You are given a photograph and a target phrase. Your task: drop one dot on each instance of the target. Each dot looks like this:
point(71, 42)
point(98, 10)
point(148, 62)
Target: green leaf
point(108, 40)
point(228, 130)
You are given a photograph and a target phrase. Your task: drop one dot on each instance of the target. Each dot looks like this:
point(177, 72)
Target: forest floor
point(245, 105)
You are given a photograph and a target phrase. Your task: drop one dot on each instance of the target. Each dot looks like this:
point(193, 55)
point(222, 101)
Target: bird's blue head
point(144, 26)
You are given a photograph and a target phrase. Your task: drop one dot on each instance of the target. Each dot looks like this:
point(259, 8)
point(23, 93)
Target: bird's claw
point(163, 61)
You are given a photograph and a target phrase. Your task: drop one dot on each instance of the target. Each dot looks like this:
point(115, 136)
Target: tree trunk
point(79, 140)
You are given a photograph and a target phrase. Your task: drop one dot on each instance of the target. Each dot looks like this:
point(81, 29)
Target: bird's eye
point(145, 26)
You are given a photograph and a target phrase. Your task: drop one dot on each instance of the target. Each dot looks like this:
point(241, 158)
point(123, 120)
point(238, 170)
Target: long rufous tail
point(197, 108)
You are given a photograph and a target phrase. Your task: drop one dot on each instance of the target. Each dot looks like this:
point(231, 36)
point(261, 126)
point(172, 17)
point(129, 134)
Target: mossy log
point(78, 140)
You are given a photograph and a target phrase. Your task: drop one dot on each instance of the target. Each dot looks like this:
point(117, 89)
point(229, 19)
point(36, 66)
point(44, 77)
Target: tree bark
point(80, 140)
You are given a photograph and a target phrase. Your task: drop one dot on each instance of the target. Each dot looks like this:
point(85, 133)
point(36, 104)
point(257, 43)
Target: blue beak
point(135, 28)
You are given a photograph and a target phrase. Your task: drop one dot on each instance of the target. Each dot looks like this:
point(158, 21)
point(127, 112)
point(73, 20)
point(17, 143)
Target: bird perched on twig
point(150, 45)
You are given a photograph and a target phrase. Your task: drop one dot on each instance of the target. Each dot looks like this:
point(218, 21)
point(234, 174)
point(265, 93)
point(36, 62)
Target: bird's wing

+-------+

• [Brief]:
Render every line from the start of the material through the line holding "point(80, 140)", inclusive, as a Markdown table with the columns Row and Line. Number the rows and omit blank lines.

• [Answer to the exercise]:
| Row | Line |
|---|---|
| 1 | You are given a photograph and a target phrase. Your task: drop one dot on each instance of the target. Each dot looks like this: |
| 2 | point(71, 42) |
| 3 | point(98, 10) |
| 4 | point(148, 62) |
| 5 | Target: green leaf |
| 6 | point(108, 40) |
| 7 | point(228, 130) |
| 8 | You are given a photograph and a target phrase. Your task: drop one dot on each instance of the target. Each dot looks like this: |
| 9 | point(177, 72) |
| 10 | Target: forest floor |
| 11 | point(245, 105) |
| 12 | You are given a photograph and a target phrase. Your task: drop one dot on each instance of the target. Each dot looks like this: |
| 13 | point(193, 55) |
| 14 | point(222, 101) |
| 15 | Target: bird's blue head |
| 16 | point(144, 26) |
| 17 | You are given a photograph and a target phrase. Your task: drop one dot on each instance of the target. Each dot looks like this: |
| 18 | point(259, 8) |
| 19 | point(23, 93) |
| 20 | Target: bird's claw |
| 21 | point(163, 61) |
| 22 | You are given a photograph and a target phrase. Your task: drop one dot on each instance of the target. Each dot looks like this: |
| 23 | point(115, 136) |
| 24 | Target: tree trunk |
| 25 | point(79, 140) |
| 26 | You are given a photograph and a target phrase. Your task: drop one dot on each instance of the target. Each dot looks like this: |
| 27 | point(81, 29) |
| 28 | Target: bird's eye |
| 29 | point(145, 26) |
| 30 | You are given a photograph and a target phrase. Your task: drop one dot on each instance of the target. Each dot looks like this: |
| 31 | point(241, 158) |
| 32 | point(123, 120) |
| 33 | point(238, 170) |
| 34 | Target: long rufous tail |
| 35 | point(197, 108) |
| 36 | You are given a photograph and a target phrase. Your task: drop one dot on each instance of the target. Each dot looks like this: |
| 37 | point(231, 36) |
| 38 | point(261, 126) |
| 39 | point(172, 17) |
| 40 | point(129, 134) |
| 41 | Target: mossy log |
| 42 | point(78, 140) |
| 43 | You are given a photograph and a target phrase. Your task: drop one dot on each instance of the target. Each dot looks like this: |
| 44 | point(117, 89) |
| 45 | point(229, 19) |
| 46 | point(36, 66) |
| 47 | point(44, 77) |
| 48 | Target: tree bark |
| 49 | point(80, 140) |